A block of data:
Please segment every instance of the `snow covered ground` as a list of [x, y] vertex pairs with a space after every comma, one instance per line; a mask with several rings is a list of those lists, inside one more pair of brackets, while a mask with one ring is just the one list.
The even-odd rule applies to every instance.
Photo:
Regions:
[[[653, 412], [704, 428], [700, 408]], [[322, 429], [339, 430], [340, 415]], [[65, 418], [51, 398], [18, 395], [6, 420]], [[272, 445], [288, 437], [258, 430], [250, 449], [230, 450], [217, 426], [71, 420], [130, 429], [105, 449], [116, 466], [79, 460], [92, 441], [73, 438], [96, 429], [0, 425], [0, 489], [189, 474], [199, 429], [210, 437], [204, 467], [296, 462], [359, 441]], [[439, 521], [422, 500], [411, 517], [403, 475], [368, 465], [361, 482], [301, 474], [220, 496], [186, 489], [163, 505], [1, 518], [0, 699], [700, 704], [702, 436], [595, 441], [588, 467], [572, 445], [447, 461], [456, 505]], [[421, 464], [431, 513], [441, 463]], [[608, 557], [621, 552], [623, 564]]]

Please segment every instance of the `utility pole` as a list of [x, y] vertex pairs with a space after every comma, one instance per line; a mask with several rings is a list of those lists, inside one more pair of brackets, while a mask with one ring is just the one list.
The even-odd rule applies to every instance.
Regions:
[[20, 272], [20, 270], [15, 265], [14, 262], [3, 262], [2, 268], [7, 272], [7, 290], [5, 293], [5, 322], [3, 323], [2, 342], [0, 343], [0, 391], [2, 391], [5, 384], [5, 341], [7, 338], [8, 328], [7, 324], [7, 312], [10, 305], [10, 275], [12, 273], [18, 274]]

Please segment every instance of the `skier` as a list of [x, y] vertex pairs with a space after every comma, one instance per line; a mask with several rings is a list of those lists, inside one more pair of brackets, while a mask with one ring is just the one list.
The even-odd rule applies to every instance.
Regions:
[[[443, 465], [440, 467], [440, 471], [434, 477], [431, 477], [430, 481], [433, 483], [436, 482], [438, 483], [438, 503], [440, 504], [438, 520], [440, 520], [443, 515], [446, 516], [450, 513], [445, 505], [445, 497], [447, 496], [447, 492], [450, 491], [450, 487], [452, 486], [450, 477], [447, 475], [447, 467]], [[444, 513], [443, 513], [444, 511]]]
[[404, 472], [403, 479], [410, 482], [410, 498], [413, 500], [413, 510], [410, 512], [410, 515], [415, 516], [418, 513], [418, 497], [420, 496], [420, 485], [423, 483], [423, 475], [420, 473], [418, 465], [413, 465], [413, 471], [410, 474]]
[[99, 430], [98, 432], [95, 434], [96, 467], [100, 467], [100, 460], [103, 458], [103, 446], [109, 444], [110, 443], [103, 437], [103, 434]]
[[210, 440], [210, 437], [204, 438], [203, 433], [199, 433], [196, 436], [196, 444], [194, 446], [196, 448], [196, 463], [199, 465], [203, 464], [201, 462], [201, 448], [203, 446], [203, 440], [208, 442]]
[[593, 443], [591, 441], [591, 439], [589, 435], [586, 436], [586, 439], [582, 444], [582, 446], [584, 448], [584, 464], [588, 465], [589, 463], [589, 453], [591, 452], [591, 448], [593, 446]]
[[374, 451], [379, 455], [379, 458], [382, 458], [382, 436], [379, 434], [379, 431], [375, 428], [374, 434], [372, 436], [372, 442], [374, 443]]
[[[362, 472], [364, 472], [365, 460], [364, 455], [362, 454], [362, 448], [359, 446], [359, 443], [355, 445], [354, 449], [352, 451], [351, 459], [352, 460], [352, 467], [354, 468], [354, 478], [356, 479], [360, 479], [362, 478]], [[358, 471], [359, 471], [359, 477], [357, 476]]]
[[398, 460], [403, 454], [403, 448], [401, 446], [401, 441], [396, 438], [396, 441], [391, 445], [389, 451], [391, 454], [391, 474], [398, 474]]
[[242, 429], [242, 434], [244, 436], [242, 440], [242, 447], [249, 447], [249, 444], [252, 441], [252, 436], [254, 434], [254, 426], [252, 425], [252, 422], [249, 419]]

**Given problem:**
Shift every coordinate in the answers by adding 11 to it. Write the lines out again with the requests included, starting with the first line of the entries and going on through the line containing "552], [623, 564]]]".

**Exercise response:**
Please segment every instance of the `snow covered ground` as a list of [x, y] vertex pairs with a space after every comma, one instance per line; a mask with several rings is a list of those lists, inside one more pair of brackets, while a mask with one ring is just the one list.
The even-odd rule applies to every instance.
Photo:
Regions:
[[[664, 423], [715, 439], [711, 419]], [[333, 440], [350, 441], [351, 426]], [[76, 429], [62, 409], [29, 406], [17, 431]], [[283, 456], [299, 448], [269, 441], [261, 460], [241, 461], [228, 437], [82, 431], [141, 440], [116, 460], [127, 477], [90, 471], [103, 452], [84, 449], [107, 440], [11, 436], [11, 500], [200, 485], [210, 440], [221, 448], [215, 478], [307, 473], [370, 452]], [[450, 532], [433, 511], [422, 528], [414, 486], [379, 476], [372, 493], [312, 485], [231, 507], [197, 500], [174, 516], [12, 529], [11, 710], [711, 715], [713, 447], [606, 452], [599, 478], [583, 456], [458, 472], [467, 516]], [[432, 475], [442, 524], [452, 474]], [[619, 568], [632, 563], [634, 575]]]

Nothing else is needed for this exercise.